“It’s only a choice”; the great lie

I had a chance to hear her speak a couple years ago. I’m not easily moved by a speaker, but she is a compelling speaker. Her story is incredible and it’s hard to imagine anyone after hearing her speak continue to believe that abortion is only a choice over a “mass of tissue”.

Gianna Jessen was aborted at 7½ months. She survived. Astonishingly, she has forgiven her mother for trying to kill her.
By Elizabeth Day

Gianna Jessen grew up believing that she was born with cerebral palsy because she had been delivered prematurely in a particularly traumatic birth.

That was the story told to her by her adoptive mother and it was not until she was 12 years old that she discovered the truth about what made her different from the other children at school.

“I had an innate wondering,” Miss Jessen says. “I wasn’t satisfied for some reason, so I kept asking why I had this disability.

“She tried to break it to me gently and then, just as she was about to tell me, I said ‘I was aborted, right?’ She said ‘Yeah, you were.’ And my reaction was ‘Well, at least I have cerebral palsy for an interesting reason.’ ”

Entries shown:

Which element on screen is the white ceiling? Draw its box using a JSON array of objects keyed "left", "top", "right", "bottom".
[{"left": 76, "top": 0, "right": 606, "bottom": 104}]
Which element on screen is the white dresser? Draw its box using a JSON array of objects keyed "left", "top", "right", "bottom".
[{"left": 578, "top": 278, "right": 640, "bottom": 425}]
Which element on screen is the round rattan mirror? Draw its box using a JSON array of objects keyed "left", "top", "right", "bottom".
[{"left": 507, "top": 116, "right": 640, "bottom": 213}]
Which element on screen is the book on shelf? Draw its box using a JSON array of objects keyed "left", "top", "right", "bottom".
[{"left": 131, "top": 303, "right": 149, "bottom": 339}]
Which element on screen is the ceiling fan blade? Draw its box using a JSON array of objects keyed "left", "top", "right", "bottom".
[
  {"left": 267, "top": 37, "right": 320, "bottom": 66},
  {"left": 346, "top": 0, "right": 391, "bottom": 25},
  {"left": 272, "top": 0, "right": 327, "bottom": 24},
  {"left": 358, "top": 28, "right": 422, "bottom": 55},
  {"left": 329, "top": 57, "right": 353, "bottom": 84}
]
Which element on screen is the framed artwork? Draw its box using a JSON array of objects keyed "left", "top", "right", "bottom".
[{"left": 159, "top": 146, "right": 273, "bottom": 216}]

Brief 1: Reproduce word for word the part of the article about Gianna Jessen that starts at the words "I had a chance" and ends after the words "particularly traumatic birth.".
Brief 2: According to the article about Gianna Jessen, why did she grow up thinking her cerebral palsy came from a premature, traumatic birth?

Final answer 1:
I had a chance to hear her speak a couple years ago. I’m not easily moved by a speaker, but she is a compelling speaker. Her story is incredible and it’s hard to imagine anyone after hearing her speak continue to believe that abortion is only a choice over a “mass of tissue”.

Gianna Jessen was aborted at 7½ months. She survived. Astonishingly, she has forgiven her mother for trying to kill her.
By Elizabeth Day

Gianna Jessen grew up believing that she was born with cerebral palsy because she had been delivered prematurely in a particularly traumatic birth.

Final answer 2: She believed this because her adoptive mother had told her that story. She did not learn the truth until she was 12 years old.